PROMPT →
Every record must be repeated exactly; omit any pictures they contain.

DATA FOR THIS TASK →
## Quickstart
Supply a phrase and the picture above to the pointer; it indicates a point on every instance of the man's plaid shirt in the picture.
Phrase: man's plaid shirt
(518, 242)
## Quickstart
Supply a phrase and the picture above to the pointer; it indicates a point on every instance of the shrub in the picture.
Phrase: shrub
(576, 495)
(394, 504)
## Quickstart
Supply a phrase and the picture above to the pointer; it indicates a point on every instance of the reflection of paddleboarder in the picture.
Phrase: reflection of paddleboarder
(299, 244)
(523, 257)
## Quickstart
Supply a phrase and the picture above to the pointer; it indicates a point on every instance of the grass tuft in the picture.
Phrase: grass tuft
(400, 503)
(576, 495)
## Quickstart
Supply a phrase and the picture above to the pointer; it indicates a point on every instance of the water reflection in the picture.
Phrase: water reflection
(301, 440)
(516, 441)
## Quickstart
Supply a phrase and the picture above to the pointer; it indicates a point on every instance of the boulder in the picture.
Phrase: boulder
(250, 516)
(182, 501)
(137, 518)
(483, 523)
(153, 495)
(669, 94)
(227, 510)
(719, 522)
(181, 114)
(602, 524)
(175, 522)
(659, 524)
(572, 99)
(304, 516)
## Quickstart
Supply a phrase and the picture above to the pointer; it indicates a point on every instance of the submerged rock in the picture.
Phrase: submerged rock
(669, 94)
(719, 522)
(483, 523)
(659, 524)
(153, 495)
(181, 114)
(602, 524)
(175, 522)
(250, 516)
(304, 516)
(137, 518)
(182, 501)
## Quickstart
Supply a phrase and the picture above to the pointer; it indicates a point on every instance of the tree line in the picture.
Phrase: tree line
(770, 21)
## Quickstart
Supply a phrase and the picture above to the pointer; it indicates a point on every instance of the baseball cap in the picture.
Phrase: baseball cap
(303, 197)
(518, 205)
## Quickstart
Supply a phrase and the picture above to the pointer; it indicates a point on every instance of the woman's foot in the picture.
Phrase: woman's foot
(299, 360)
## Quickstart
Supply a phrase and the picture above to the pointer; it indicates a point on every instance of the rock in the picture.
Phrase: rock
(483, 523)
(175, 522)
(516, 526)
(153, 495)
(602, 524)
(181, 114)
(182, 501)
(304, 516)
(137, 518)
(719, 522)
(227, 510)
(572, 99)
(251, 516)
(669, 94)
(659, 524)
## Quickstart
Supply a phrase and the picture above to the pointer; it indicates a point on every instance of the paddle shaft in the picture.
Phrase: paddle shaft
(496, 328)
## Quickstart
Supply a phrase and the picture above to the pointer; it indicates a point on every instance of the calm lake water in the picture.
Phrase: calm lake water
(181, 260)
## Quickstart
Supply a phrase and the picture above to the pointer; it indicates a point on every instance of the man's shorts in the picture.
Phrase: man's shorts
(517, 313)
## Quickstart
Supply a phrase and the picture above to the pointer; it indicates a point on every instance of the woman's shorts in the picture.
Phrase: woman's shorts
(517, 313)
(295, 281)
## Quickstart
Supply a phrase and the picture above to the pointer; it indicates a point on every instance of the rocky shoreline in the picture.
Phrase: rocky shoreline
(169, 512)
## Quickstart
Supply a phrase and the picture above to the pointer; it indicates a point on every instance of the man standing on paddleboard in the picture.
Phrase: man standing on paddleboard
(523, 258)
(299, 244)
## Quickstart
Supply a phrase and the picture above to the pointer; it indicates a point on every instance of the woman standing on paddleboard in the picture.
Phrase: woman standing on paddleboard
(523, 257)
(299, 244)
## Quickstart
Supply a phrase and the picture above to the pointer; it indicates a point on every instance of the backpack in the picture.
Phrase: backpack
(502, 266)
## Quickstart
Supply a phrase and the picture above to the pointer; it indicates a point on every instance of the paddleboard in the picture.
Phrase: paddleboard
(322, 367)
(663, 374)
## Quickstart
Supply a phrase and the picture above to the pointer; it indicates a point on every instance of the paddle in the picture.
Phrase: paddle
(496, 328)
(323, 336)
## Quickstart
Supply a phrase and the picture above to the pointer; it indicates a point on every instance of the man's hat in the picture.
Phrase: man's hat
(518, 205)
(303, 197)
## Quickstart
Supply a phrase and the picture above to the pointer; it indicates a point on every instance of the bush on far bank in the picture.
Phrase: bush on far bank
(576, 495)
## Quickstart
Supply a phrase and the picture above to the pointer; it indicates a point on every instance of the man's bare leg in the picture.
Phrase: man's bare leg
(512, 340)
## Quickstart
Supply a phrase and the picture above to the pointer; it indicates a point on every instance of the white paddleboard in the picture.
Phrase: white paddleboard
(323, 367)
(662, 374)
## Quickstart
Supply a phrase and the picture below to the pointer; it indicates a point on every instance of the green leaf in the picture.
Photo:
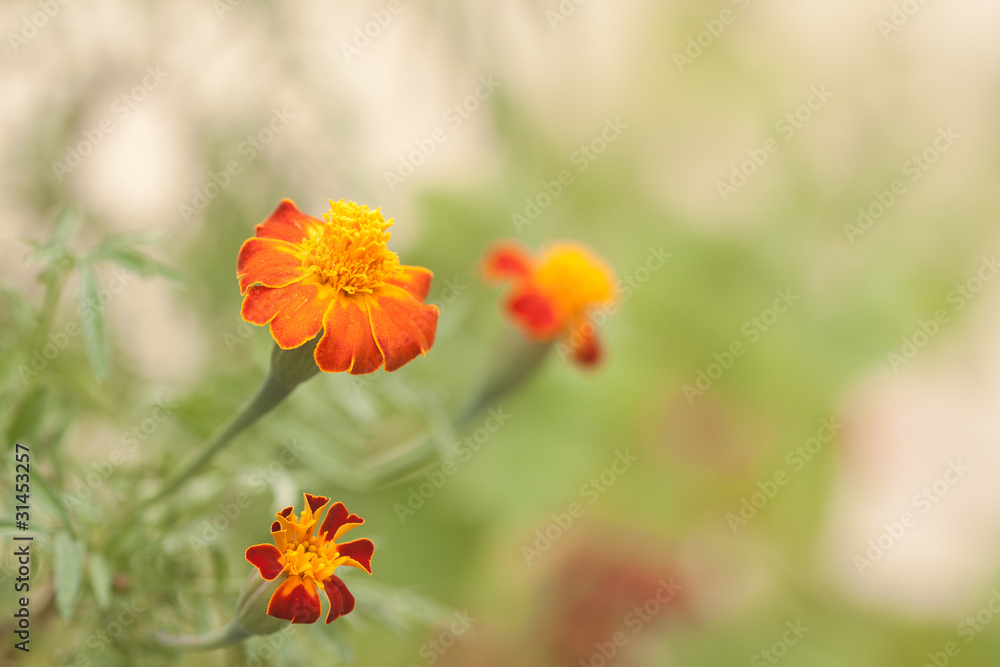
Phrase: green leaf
(57, 247)
(100, 579)
(66, 224)
(67, 562)
(92, 319)
(49, 497)
(27, 416)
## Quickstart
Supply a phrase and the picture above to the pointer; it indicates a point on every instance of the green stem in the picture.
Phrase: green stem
(227, 636)
(270, 394)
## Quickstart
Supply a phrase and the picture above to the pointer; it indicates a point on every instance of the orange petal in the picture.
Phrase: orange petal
(287, 223)
(414, 279)
(300, 317)
(403, 326)
(535, 312)
(295, 312)
(341, 600)
(270, 262)
(338, 521)
(296, 601)
(347, 343)
(585, 344)
(506, 260)
(359, 552)
(267, 559)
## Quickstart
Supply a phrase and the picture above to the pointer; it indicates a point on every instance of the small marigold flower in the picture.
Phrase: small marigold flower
(308, 560)
(554, 293)
(302, 275)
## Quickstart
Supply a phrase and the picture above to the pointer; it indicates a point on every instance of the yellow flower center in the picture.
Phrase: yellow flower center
(311, 557)
(574, 278)
(349, 252)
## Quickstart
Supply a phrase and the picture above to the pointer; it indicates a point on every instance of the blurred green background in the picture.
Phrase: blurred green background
(822, 175)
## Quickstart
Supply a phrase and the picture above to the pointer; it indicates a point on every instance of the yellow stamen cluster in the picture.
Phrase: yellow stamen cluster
(574, 278)
(311, 557)
(349, 252)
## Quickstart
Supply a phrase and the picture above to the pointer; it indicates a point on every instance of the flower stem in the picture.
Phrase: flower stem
(289, 368)
(270, 394)
(227, 636)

RESPONSE →
## Quickstart
Supply a phrase and the picture above to the pointer; it indicates a point on every instance of the man's plaid shirt in the picture.
Phrase: man's plaid shirt
(518, 242)
## Quickstart
Supply a phrase and the picture above to the pointer; it indicates a point on every instance of the shrub in the picture.
Phrase: shrub
(576, 495)
(394, 504)
## Quickstart
Supply a phrase and the picture above to the pointer; it indicates a point on every instance of the reflection of paddleboarder in the picture.
Phrase: reflection of paddleboarder
(299, 244)
(523, 257)
## Quickstart
Supply a phrase and the picture above to the pointer; it indicates a point on every instance of the grass tuft in the picture.
Phrase: grass tuft
(400, 503)
(576, 495)
## Quickstart
Supply a phrase and the picture above to the pointer; it indicates a point on every instance of the water reflection in the picture.
Phrase: water reflection
(301, 440)
(516, 441)
## Quickstart
Supply a phrase and the picture above to the pointer; it indicates a point on every instance of the boulder in the picture.
Phrase: boulder
(250, 516)
(182, 501)
(137, 518)
(483, 523)
(153, 495)
(669, 94)
(227, 510)
(719, 522)
(181, 114)
(602, 524)
(175, 522)
(659, 524)
(572, 99)
(304, 516)
## Quickstart
Supply a phrase and the picture above to the pointer; it indicates a point on every instance of the submerged rock in the picture.
Phrase: submerged rock
(669, 94)
(719, 522)
(483, 523)
(659, 524)
(153, 495)
(181, 114)
(602, 524)
(175, 522)
(250, 516)
(304, 516)
(137, 518)
(182, 501)
## Quickstart
Supply a phrase and the picture above to the pointer; it indicates a point on every instance of the tree line in the picture.
Phrase: tree line
(770, 21)
## Quickstart
Supply a phrase and the picture above to the pointer; it indicates a point on every instance of the baseball cap in the picture.
Phrase: baseball cap
(303, 197)
(518, 205)
## Quickstart
Supply a phrase and the picture above to the pointer; it indicates a point on every instance of the woman's foot in the picture.
Phrase: woman's foot
(299, 360)
## Quickstart
Supply a phrase and the picture above to the pointer; it indicates a point on every instance of the rock in the picture.
Phrase: rock
(483, 523)
(175, 522)
(516, 526)
(153, 495)
(602, 524)
(181, 114)
(182, 501)
(304, 516)
(137, 518)
(719, 522)
(227, 510)
(572, 99)
(251, 516)
(669, 94)
(659, 524)
## Quickstart
Supply a phrase and the picture above to the pointer; it indicates a point on every instance of the paddle shaft in the picture.
Phrase: paddle shaft
(496, 328)
## Quickstart
Supply a phrase and the picture above to the pointer; it indicates a point on every instance of the calm lake water in the picture.
Phrase: calm lake water
(181, 260)
## Quickstart
Supply a phrase and the picture above to the pointer; it indicates a point on every instance of the man's shorts in the picture.
Phrase: man's shorts
(517, 313)
## Quickstart
Supply a phrase and the picture above to the pointer; it indicates a point on every instance of the woman's shorts in the picture.
Phrase: woman's shorts
(517, 313)
(295, 281)
## Quickstart
Supply a phrase and the picture above to the pointer; it indicates a point on every instance of the rocky shoreline in the picture.
Phrase: rocky shoreline
(169, 512)
## Quickstart
Supply a phrase and the picture above to the pointer; it indicates a point on every instance of the man standing on paddleboard in the picture.
Phrase: man standing on paddleboard
(523, 258)
(299, 244)
## Quickstart
Supply a phrase and the picture above to the pointer; it indicates a point on every instance of the woman standing on paddleboard in the picture.
Phrase: woman standing on paddleboard
(523, 257)
(299, 244)
## Quickstart
Supply a phrase and the picture above to the pointer; it indicates a point on every instance of the backpack in the picture.
Phrase: backpack
(502, 266)
## Quickstart
Supply a phrase and the picture above to the pointer; it indicates a point on every instance of the paddleboard in the picture.
Phrase: paddleboard
(322, 367)
(663, 374)
## Quickstart
Supply a phrase and the picture above to the pointer; it indicates a point on every instance of the paddle in the picture.
Phrase: paddle
(496, 328)
(323, 336)
## Quickstart
Supply a phrase and the picture above to the pointer; it indicates a point on every instance of the man's hat in the picture.
Phrase: man's hat
(518, 205)
(303, 197)
## Quickstart
Supply a phrase and the picture above to the pointer; it indicates a point on every instance of the bush on far bank in the picture.
Phrase: bush on far bank
(576, 495)
## Quickstart
Supply a phrase and the picture above to the pointer; it indicates a point on every instance of the man's bare leg in the picture.
Phrase: man's bare leg
(512, 340)
## Quickstart
Supply a phrase and the picture above to the pointer; it indicates a point on every instance of the white paddleboard in the picture.
Phrase: white paddleboard
(323, 367)
(662, 374)
## Quickstart
Supply a phrase and the picture below to the pointer; it indicates a point on every instance of the green leaf in the picture.
Photo:
Phrase: green leaf
(57, 247)
(100, 579)
(66, 224)
(67, 562)
(92, 319)
(49, 497)
(27, 416)
## Quickstart
Supply a phrase and the picture above to the pointer; it indicates a point on every instance of the green stem in the picture.
Phrase: green stem
(227, 636)
(270, 394)
## Quickstart
Supply a phrase and the picture above to the pointer; it indicates a point on every instance of the orange petal in the picture.
Phrase: orange petal
(287, 223)
(414, 279)
(300, 317)
(403, 326)
(535, 312)
(295, 312)
(341, 600)
(270, 262)
(338, 521)
(296, 601)
(347, 343)
(585, 344)
(506, 260)
(359, 552)
(267, 559)
## Quickstart
Supply a phrase and the picture above to the pointer; it indicates a point on every instance of the small marigold flower in the picture.
Phrase: small marigold flower
(308, 560)
(554, 293)
(302, 275)
## Quickstart
Supply a phrase and the picture above to the pointer; it indicates a point on every instance of the yellow flower center in the picture.
Phrase: yellow flower center
(311, 557)
(574, 278)
(349, 252)
## Quickstart
Supply a phrase and the picture above to the pointer; it indicates a point on every instance of the blurred green background in the picture.
Phrase: blurred green background
(822, 175)
## Quickstart
Supply a phrase and the picture above to the pointer; it indicates a point on every instance of the yellow stamen cluster in the picture.
Phrase: yellow stamen cluster
(574, 278)
(311, 557)
(349, 252)
## Quickstart
Supply a phrase and the picture above to the pointer; it indicates a point on every instance of the flower stem in the picture.
Phrase: flower stem
(289, 368)
(270, 394)
(227, 636)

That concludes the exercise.